Saved entries:
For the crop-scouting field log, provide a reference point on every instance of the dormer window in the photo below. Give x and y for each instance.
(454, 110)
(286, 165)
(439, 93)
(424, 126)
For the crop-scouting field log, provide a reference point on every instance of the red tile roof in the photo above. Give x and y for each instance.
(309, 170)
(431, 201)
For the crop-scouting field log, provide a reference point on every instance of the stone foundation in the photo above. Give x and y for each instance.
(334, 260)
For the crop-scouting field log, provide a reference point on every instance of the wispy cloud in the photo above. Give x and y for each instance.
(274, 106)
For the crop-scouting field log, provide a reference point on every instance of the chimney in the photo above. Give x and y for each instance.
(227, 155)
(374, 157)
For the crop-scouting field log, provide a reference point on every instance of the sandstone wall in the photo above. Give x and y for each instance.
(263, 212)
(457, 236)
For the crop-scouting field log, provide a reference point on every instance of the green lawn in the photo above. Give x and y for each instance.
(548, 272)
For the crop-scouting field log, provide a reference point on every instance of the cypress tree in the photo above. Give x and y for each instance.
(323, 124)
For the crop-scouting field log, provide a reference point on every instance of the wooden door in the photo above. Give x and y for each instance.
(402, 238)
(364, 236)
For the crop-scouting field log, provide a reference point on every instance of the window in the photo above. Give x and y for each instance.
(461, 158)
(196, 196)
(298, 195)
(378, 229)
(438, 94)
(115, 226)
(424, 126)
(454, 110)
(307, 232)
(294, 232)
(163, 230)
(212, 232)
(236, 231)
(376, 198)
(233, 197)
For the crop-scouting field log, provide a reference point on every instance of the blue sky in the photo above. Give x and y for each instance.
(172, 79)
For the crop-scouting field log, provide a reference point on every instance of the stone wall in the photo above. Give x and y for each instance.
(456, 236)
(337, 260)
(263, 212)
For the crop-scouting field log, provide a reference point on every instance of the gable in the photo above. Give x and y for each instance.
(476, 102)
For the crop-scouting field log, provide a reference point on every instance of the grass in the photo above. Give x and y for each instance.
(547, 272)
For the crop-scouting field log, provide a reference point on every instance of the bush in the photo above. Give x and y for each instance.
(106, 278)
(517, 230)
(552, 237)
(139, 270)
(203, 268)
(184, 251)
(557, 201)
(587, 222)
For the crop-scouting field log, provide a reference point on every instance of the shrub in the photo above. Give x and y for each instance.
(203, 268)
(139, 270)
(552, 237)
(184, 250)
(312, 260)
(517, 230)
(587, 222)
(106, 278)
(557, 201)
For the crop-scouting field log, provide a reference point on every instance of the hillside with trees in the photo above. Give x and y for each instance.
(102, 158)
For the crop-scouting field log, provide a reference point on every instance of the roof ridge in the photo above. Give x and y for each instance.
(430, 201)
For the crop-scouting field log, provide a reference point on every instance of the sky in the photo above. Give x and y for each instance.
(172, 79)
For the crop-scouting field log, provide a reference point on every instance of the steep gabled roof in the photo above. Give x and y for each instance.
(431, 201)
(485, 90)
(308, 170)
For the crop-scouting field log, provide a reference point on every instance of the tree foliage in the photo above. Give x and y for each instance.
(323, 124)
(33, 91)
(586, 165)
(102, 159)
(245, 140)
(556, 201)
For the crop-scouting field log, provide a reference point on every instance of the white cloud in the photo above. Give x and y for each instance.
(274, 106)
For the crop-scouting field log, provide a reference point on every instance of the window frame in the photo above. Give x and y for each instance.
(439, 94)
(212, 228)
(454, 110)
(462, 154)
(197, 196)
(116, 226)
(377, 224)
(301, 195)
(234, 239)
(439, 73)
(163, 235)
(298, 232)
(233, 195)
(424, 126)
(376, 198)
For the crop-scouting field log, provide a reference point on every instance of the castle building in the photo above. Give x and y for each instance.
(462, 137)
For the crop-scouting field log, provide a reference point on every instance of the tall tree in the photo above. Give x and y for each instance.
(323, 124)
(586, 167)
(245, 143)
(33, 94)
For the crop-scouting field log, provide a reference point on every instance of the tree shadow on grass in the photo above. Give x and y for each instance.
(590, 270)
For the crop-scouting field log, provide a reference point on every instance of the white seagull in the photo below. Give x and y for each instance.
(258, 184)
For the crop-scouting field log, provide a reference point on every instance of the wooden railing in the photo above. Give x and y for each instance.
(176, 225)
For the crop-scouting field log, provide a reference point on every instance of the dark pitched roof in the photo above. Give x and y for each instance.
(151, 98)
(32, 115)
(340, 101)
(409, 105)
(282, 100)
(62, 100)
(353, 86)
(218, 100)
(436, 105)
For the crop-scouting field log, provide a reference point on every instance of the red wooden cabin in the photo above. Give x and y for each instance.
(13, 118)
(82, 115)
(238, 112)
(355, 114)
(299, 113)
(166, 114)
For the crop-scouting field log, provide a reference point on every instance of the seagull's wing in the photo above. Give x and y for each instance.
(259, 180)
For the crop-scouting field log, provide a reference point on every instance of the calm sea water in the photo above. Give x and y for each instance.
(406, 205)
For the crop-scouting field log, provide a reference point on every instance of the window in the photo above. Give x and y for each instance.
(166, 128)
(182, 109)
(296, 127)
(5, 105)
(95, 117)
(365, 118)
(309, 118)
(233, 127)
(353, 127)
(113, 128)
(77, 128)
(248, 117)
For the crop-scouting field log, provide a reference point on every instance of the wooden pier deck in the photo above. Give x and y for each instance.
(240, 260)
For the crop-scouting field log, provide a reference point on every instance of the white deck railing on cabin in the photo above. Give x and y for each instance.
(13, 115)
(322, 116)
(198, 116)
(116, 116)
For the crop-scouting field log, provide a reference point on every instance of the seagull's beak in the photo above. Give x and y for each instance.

• _Assignment_
From the line containing "the wooden pier" down to the last line of the records, transcribe every line exactly and add nothing else.

• _Result_
For the crop-scouting field log, provide a reference point on every instance of the wooden pier deck in the photo above. Give x and y for each instance.
(240, 260)
For the crop-scouting field log, provide a reference point on every instance of the white deck railing on cabin in the photo above. Give x and y for each instance.
(13, 115)
(322, 116)
(198, 116)
(116, 116)
For the crop-scouting field log, provide a reference point on every instance of the seagull's beak in the photo above. Give x and y for each instance.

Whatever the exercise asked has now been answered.